> _Work order_
Look through the entries below and report how many lines hold the string "pond". Only the number is wanted.

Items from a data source
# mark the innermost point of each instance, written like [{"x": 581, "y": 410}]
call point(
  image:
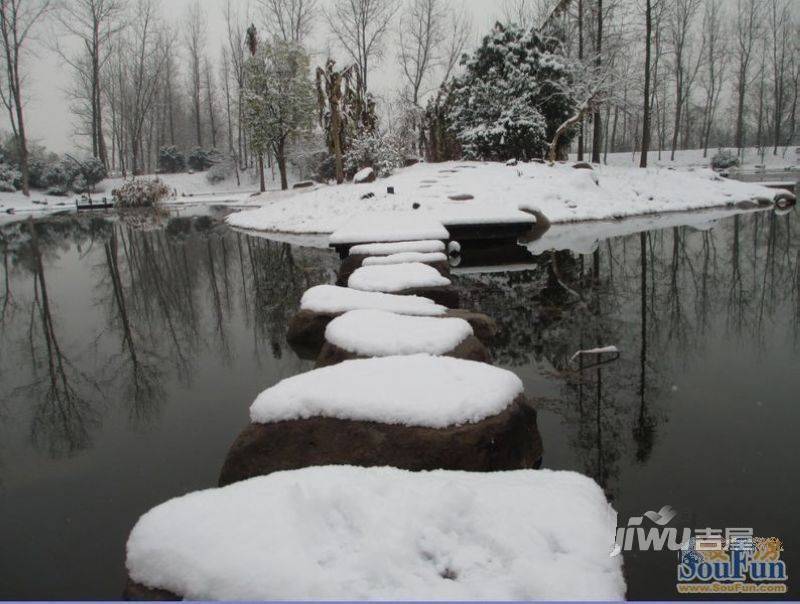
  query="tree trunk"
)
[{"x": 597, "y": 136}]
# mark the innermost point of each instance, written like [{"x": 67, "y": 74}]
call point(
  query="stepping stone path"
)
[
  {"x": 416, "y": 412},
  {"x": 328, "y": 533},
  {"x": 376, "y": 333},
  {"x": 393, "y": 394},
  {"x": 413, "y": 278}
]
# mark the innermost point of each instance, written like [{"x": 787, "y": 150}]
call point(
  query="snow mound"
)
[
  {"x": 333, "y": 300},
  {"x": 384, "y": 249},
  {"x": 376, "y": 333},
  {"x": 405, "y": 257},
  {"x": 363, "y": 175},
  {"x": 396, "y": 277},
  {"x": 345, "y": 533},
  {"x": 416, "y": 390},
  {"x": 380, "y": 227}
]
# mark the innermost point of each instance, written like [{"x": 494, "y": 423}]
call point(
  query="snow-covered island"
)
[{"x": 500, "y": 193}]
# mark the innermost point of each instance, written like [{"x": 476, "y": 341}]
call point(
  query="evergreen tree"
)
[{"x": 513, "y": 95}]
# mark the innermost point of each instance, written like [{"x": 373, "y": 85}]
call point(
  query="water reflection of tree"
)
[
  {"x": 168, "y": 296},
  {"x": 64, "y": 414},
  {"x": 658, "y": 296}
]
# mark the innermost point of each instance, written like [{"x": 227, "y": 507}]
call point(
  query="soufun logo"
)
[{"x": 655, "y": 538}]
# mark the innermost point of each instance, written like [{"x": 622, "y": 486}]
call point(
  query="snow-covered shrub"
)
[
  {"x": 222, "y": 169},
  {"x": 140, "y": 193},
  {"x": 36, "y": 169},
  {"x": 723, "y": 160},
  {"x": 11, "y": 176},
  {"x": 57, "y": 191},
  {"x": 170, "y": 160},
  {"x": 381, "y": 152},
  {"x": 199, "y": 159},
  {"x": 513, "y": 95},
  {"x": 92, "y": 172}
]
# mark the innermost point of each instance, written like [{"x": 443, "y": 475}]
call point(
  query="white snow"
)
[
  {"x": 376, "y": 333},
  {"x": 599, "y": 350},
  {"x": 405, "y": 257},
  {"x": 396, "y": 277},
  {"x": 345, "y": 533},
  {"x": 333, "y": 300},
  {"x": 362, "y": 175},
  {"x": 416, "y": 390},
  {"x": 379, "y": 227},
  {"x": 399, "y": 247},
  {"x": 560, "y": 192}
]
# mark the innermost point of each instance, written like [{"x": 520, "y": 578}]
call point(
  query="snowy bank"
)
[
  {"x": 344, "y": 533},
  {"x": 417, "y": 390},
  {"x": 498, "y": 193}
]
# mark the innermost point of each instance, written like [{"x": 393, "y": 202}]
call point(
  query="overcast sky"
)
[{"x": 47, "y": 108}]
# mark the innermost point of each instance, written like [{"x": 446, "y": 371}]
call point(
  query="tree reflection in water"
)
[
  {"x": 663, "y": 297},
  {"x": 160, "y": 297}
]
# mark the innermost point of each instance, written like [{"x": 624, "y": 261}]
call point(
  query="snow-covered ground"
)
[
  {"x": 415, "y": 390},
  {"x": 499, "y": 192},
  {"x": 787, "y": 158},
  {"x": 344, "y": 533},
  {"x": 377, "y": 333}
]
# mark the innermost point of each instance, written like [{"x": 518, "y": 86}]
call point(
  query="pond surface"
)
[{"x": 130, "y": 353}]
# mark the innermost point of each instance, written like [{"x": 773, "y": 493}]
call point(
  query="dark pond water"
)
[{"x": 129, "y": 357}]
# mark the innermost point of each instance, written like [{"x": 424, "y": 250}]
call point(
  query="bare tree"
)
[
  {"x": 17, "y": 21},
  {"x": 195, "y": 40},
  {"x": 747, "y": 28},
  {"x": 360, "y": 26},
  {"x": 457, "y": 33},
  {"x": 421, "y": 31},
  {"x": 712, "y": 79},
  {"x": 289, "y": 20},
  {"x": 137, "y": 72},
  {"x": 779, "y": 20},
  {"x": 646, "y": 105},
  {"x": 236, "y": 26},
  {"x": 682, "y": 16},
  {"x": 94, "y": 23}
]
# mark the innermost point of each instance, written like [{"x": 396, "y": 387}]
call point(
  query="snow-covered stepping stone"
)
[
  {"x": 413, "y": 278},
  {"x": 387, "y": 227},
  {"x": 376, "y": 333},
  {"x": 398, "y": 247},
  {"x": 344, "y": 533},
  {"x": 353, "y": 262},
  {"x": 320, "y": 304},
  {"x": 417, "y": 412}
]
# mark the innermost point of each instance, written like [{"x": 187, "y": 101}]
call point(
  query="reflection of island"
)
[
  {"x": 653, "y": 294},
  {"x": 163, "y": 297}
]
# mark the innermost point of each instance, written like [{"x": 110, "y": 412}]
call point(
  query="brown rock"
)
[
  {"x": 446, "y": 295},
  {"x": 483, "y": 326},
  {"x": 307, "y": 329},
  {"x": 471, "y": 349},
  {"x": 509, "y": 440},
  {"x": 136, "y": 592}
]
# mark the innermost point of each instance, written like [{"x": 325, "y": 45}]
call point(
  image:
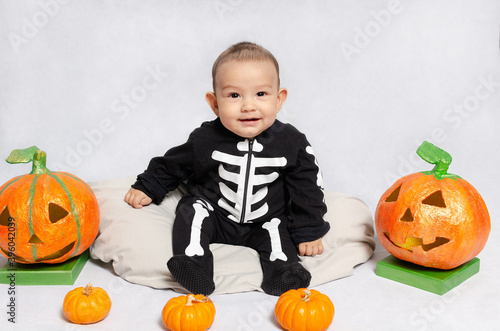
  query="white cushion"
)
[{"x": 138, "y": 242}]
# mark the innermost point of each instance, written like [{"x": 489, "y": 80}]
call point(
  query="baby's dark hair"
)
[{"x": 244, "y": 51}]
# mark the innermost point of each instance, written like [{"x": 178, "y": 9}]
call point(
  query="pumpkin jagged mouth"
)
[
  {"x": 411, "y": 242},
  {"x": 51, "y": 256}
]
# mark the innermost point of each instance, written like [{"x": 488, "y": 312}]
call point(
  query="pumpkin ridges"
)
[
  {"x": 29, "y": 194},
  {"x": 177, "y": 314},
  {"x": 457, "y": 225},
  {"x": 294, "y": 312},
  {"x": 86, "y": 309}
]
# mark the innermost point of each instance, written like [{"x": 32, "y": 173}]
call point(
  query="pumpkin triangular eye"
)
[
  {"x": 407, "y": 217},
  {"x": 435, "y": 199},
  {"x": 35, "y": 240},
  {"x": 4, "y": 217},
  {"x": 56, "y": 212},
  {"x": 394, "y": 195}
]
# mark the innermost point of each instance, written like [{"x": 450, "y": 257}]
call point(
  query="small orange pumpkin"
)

> _Task output_
2